Action item –
Lines to restate from the data below: from the one containing "Annotate the small" to the one containing "Annotate the green", both included. Give them again exactly, and only them.

[Point localization data]
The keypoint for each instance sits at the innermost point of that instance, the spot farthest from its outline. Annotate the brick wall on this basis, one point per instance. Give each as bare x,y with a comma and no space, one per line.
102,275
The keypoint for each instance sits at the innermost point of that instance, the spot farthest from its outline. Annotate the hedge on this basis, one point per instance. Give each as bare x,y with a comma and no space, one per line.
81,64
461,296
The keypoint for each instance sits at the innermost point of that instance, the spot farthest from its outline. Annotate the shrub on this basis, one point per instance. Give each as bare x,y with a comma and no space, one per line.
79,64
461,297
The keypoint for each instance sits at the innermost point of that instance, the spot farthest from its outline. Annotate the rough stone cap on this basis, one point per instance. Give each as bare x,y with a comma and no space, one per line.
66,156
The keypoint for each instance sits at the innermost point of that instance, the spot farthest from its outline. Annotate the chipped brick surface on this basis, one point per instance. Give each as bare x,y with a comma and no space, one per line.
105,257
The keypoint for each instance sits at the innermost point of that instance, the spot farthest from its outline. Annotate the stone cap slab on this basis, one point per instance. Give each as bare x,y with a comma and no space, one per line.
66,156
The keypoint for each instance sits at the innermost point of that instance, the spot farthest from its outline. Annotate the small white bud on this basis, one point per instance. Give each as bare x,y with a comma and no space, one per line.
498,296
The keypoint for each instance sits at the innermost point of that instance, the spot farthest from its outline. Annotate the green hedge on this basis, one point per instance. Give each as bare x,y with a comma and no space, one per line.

---

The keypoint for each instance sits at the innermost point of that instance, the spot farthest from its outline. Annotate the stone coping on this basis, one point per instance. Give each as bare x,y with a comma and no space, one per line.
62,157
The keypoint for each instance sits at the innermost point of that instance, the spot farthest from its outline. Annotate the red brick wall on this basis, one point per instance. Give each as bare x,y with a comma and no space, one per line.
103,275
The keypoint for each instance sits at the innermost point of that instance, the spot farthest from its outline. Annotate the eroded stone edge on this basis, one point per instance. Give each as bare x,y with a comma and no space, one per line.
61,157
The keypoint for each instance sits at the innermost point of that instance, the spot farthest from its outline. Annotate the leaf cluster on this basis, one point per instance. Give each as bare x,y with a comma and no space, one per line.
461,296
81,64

Answer for this exercise –
The keypoint for each instance sits at the innermost point of that instance, the spot farthest from its outline. Annotate the small white bud on this basis, one point per instance. Give each as bare x,y with a comma and no space, one per line.
498,296
The keypoint for each instance sits at the innermost point of that instance, the spot farthest from its outline. Annotate the green hedge on this basis, one point per instance. Give each as bare x,y with a comma and no space, one per line.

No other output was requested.